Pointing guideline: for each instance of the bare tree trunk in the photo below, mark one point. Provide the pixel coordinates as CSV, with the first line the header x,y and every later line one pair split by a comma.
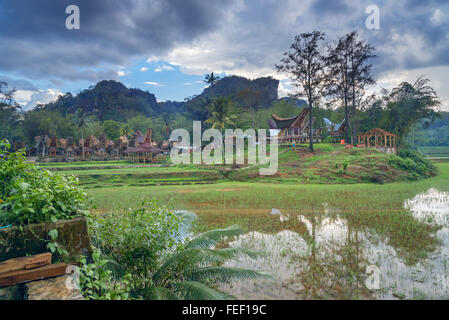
x,y
310,126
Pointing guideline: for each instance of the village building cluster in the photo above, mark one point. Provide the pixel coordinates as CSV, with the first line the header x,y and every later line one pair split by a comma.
x,y
139,148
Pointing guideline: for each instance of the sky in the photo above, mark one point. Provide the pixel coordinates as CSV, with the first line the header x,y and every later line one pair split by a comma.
x,y
167,46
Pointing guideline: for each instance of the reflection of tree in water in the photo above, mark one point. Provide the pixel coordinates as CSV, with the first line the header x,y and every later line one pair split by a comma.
x,y
336,264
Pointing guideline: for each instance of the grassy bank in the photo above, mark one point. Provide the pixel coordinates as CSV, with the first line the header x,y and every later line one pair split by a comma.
x,y
329,164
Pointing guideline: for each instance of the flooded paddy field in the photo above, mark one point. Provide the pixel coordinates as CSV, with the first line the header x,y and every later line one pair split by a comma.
x,y
361,241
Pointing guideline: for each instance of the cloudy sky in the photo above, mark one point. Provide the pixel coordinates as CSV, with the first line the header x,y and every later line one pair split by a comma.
x,y
166,46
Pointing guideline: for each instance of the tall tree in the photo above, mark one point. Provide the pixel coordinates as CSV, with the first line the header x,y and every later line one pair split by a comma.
x,y
360,75
305,64
10,112
211,79
82,120
221,113
407,105
350,73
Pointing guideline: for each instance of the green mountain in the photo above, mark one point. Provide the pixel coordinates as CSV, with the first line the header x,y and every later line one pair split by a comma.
x,y
108,100
111,100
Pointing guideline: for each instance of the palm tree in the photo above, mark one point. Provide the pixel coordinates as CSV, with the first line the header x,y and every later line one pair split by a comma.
x,y
82,120
221,113
167,119
189,273
211,79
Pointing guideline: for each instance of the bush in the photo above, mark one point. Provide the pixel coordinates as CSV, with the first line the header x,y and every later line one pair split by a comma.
x,y
29,195
413,162
148,251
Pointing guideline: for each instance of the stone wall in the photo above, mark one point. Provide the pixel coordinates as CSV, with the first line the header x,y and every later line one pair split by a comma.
x,y
18,242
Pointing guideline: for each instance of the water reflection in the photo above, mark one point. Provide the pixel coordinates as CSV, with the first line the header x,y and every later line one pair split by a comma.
x,y
329,260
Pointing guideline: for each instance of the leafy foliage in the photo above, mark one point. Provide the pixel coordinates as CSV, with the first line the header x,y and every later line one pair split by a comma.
x,y
32,195
152,250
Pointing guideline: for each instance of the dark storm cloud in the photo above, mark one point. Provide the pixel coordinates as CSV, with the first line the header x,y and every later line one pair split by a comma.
x,y
17,84
35,43
323,7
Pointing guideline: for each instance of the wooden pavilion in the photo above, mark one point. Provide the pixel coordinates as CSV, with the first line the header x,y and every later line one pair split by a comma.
x,y
293,129
143,149
378,138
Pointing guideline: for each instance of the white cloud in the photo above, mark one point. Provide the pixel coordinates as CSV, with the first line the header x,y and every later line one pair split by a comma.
x,y
164,68
437,76
153,83
29,99
438,17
================================
## SET PROBLEM
Lay out every line of the entries above as a Markdown table with the columns Row and Line, numbering each row and dropping any blank lines. Leave the pictures out.

## WRITTEN SOLUTION
| Row | Line |
|---|---|
| 1 | Pointing guideline: for each instance of the bare tree trunk in the photo below, mark one point. Provide the pixel coordinates as CSV, with the first line the header x,y and every later line one pair split by a comma. |
| 2 | x,y |
| 3 | 310,126 |
| 4 | Pointing guideline: for each instance of the village building cluster in the photo above, mark one point. Provide the pixel coordinates as CSV, with the first line the header x,y and every later line one pair split by a comma. |
| 5 | x,y |
| 6 | 139,148 |
| 7 | Pointing guideline: for each instance of the sky in the photo above, mark one point. Provide the pixel coordinates as CSV, with the first line the header x,y and every later line one pair split by a comma. |
| 8 | x,y |
| 9 | 167,46 |
| 10 | Pointing guideline: for each instance of the reflection of tree in water in the photo above, mark one point. Provide the pixel coordinates as CSV, with the first line the header x,y and every later line one pair split by a comma. |
| 11 | x,y |
| 12 | 336,264 |
| 13 | Pointing guideline: for each instance of the grassy bank in the photo above, mark one point. Provide the pixel coordinates as CSV, with the first line the header x,y and every later line one pair split by a comma. |
| 14 | x,y |
| 15 | 329,164 |
| 16 | Pointing guideline: for each instance of the flooded paddy field in the photo above, mark one point. Provide the pixel coordinates as CSV, with the first line the header x,y and every later line one pair split by a comma. |
| 17 | x,y |
| 18 | 361,241 |
| 19 | Pointing guideline: for each instance of the cloudy sky in the photo above, mark one point. Provide the pixel coordinates as CSV, with the first line the header x,y and every later line one pair split by a comma. |
| 20 | x,y |
| 21 | 166,46 |
| 22 | Pointing guideline: for each instance of the tall tree in the photo above, mark one point. Provide the pixel coordinates as CSV, with the first line the header x,y and every later line one pair split by a comma. |
| 23 | x,y |
| 24 | 360,75 |
| 25 | 305,64 |
| 26 | 10,112 |
| 27 | 211,79 |
| 28 | 82,120 |
| 29 | 221,113 |
| 30 | 407,105 |
| 31 | 350,73 |
| 32 | Pointing guideline: for each instance of the green mountain in the photo above, mark one point. Provide the pixel coordinates as CSV, with the first line the header x,y and every later line one pair split by a comma. |
| 33 | x,y |
| 34 | 108,100 |
| 35 | 111,100 |
| 36 | Pointing guideline: for each instance of the palm tree in the photo above, mark one point. Provide the pixel coordinates as CSV, with the first line the header x,y and every later line one pair split by a comma. |
| 37 | x,y |
| 38 | 82,120 |
| 39 | 221,113 |
| 40 | 167,119 |
| 41 | 189,273 |
| 42 | 211,79 |
| 43 | Pointing guideline: for each instance of the bush in the photo above, mark one point. Provide the pixel coordinates as CSV, with the first line the header x,y and every later line one pair split by a comma. |
| 44 | x,y |
| 45 | 29,195 |
| 46 | 413,162 |
| 47 | 148,251 |
| 48 | Pointing guideline: for each instance of the stone wall in the photo above, mark one point. Provide the pixel coordinates as CSV, with the first line the header x,y and every later line one pair split by a comma. |
| 49 | x,y |
| 50 | 18,242 |
| 51 | Pointing guideline: for each instance of the water reflection in the photo above, mark one point. Provide the pixel coordinates as CSV, with the first line the header x,y and every later line one pair split by a comma. |
| 52 | x,y |
| 53 | 329,260 |
| 54 | Pointing guideline: for each instance of the leafy foliage in the photo above, mark one point. Provide the pixel coordinates as CSV, with the first line the header x,y and every later line one pair split by a comma. |
| 55 | x,y |
| 56 | 32,195 |
| 57 | 152,250 |
| 58 | Pointing guideline: for each instance of the dark storm cloud in the photo above, mark one point. Provide the pixel coordinates as CSV, with the first line the header x,y and every later line one pair split by a comma. |
| 59 | x,y |
| 60 | 17,84 |
| 61 | 35,43 |
| 62 | 323,7 |
| 63 | Pointing guideline: for each instance of the wooden pavilion in the photo above, mark one point. Provide the pixel coordinates as CSV, with the first line the header x,y and every later line one pair split by a comma. |
| 64 | x,y |
| 65 | 293,129 |
| 66 | 143,149 |
| 67 | 378,138 |
| 68 | Pointing guideline: for each instance of the white cloud in the photo above, mark one point. Provide the pixel coordinates as CSV, with the first line the header x,y and every later line one pair split by a comma. |
| 69 | x,y |
| 70 | 164,68 |
| 71 | 437,76 |
| 72 | 153,83 |
| 73 | 29,99 |
| 74 | 438,17 |